From the line containing "query: the noun phrase to segment: person" through the last line of the entries below, repeat each line word for word and leave out the rest.
>> start The records
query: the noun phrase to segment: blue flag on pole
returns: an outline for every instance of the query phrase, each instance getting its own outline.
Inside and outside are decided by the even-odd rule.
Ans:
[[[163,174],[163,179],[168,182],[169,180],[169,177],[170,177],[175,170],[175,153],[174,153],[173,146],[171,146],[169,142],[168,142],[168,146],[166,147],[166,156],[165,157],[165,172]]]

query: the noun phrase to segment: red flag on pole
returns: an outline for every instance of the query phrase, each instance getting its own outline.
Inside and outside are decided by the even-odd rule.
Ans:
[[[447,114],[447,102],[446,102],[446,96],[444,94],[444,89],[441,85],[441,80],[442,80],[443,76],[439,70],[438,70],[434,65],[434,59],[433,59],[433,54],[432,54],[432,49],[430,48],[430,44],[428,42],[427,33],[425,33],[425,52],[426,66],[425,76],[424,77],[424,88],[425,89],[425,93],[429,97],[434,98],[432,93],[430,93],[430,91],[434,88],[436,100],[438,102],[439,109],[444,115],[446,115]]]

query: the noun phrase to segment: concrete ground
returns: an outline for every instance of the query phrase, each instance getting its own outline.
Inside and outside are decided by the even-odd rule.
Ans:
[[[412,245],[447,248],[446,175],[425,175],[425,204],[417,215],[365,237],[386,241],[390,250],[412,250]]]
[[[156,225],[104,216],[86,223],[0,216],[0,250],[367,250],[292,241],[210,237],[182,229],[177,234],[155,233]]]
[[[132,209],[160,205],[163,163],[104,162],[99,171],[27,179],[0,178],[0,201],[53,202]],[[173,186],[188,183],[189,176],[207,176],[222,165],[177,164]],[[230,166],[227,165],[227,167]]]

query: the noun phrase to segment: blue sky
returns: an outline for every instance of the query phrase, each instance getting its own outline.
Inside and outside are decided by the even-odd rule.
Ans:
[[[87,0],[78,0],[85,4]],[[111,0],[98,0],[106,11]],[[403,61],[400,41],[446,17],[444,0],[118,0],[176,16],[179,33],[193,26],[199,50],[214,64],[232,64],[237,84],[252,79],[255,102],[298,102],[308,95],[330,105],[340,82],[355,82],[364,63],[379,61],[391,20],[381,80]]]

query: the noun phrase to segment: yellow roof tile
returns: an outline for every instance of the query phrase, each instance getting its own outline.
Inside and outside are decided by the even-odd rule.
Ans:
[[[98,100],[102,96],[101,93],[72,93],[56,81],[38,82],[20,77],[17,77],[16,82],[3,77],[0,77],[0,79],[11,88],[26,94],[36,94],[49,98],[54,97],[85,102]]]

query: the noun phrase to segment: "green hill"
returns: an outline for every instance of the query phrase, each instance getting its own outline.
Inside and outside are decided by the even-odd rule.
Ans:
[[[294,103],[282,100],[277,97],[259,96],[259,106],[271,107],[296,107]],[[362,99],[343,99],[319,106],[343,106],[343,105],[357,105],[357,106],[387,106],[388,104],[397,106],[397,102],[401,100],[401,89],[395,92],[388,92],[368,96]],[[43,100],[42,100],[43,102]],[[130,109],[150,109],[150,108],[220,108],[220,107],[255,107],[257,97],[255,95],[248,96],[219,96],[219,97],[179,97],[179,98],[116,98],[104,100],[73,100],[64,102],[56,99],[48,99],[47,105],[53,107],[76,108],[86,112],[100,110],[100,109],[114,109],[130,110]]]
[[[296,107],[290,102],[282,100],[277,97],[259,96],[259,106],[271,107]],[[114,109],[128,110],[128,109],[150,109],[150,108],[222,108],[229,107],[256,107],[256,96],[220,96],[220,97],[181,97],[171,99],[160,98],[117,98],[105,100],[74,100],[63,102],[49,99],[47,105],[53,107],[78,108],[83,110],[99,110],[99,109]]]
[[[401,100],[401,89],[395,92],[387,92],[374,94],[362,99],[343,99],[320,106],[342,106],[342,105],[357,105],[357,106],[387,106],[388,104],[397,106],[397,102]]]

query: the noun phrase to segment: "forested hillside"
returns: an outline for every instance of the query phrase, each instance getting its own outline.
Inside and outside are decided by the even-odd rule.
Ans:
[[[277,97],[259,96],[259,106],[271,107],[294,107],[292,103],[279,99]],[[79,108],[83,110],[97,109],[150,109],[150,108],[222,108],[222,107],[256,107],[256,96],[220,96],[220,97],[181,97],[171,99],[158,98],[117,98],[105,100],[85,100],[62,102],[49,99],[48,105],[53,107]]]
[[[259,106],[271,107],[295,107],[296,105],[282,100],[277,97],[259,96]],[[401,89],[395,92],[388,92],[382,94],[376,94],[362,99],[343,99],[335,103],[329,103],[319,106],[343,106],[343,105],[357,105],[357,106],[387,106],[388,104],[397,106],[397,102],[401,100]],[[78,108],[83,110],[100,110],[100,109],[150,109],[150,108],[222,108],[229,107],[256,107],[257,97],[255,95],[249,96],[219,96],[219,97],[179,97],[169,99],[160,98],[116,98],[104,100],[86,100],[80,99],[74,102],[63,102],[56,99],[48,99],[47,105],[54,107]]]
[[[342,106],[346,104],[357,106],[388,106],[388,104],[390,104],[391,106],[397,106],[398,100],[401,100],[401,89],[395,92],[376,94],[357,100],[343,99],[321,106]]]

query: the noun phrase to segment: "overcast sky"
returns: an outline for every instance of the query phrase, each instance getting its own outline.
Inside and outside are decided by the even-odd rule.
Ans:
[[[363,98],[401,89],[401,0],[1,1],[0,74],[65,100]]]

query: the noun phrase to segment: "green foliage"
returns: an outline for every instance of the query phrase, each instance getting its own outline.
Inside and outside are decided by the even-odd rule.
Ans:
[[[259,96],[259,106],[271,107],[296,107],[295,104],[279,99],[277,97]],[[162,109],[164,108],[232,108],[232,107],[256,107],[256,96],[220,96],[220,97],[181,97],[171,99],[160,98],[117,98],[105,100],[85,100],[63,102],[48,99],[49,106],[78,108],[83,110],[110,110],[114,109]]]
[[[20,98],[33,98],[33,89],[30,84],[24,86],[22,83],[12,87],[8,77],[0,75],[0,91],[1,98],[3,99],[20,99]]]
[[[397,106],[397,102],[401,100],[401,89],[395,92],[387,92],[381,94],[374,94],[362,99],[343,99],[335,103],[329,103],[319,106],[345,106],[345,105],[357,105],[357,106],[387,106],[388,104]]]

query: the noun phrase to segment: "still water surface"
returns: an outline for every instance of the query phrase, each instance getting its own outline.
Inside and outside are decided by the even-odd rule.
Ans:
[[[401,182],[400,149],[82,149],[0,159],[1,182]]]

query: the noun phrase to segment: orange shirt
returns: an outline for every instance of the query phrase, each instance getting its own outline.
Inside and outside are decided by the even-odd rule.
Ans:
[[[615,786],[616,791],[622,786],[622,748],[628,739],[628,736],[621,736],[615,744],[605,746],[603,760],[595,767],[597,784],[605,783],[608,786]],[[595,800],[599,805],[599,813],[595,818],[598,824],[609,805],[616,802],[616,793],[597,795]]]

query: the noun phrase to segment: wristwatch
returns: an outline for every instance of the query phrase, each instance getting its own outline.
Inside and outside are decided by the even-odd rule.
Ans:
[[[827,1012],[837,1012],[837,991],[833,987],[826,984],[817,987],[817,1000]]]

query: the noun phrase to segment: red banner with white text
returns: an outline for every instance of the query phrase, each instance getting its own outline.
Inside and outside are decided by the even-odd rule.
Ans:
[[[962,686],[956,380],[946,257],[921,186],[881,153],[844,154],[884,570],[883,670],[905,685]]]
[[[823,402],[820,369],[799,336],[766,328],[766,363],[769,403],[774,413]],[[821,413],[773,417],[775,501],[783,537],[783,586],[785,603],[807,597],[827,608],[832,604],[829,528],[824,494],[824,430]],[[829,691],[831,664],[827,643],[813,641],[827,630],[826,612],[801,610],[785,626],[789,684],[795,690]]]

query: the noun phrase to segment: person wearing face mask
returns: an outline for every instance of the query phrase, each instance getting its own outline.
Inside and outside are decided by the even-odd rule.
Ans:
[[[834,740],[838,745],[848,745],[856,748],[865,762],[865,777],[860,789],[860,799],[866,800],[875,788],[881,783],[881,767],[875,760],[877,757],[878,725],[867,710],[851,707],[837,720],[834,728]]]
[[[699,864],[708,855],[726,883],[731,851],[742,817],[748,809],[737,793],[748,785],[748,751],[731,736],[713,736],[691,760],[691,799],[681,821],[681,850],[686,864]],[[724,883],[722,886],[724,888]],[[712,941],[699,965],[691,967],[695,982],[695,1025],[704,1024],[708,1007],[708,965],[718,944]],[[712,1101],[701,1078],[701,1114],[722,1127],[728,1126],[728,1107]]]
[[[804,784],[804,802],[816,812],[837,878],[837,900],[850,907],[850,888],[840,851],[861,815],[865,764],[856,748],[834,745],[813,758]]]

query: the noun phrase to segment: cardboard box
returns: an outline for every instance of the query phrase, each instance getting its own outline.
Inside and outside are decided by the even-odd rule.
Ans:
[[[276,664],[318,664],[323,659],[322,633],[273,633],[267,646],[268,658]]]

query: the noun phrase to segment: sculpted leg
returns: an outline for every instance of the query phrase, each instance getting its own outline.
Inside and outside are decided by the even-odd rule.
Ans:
>> end The records
Task solution
query: the noun phrase to segment: person wearing face mask
returns: an outline for every instance of the query phrase, each instance getting its own outline.
Inside and outside are decided by the even-odd rule.
Ans:
[[[834,740],[838,745],[848,745],[856,748],[865,762],[865,777],[860,789],[860,799],[866,800],[875,788],[881,783],[881,767],[875,760],[877,757],[878,725],[867,710],[851,707],[837,720],[834,728]]]
[[[699,864],[708,855],[726,883],[731,851],[742,817],[748,809],[737,793],[748,785],[748,751],[731,736],[713,736],[691,760],[691,799],[681,821],[681,850],[686,864]],[[724,883],[722,886],[724,888]],[[712,941],[699,965],[691,967],[695,982],[695,1025],[704,1024],[708,1007],[708,965],[718,944]],[[712,1101],[701,1078],[701,1114],[722,1127],[728,1126],[728,1107]]]
[[[804,784],[804,802],[816,812],[837,878],[837,900],[850,907],[850,888],[840,851],[861,815],[865,764],[856,748],[834,745],[813,758]]]

query: the noun phrase to segment: cardboard box
returns: an outline for every instance of the query phrase, each instance getting its own outline.
Inside and outside are decided by the even-odd rule.
Ans:
[[[276,664],[318,664],[323,659],[322,633],[273,633],[267,646],[268,658]]]

query: the noun phrase to segment: sculpted leg
returns: an outline for every instance of the query phrase, each instance getting its own outline.
Inside and outside are decided by the even-odd rule.
Ans:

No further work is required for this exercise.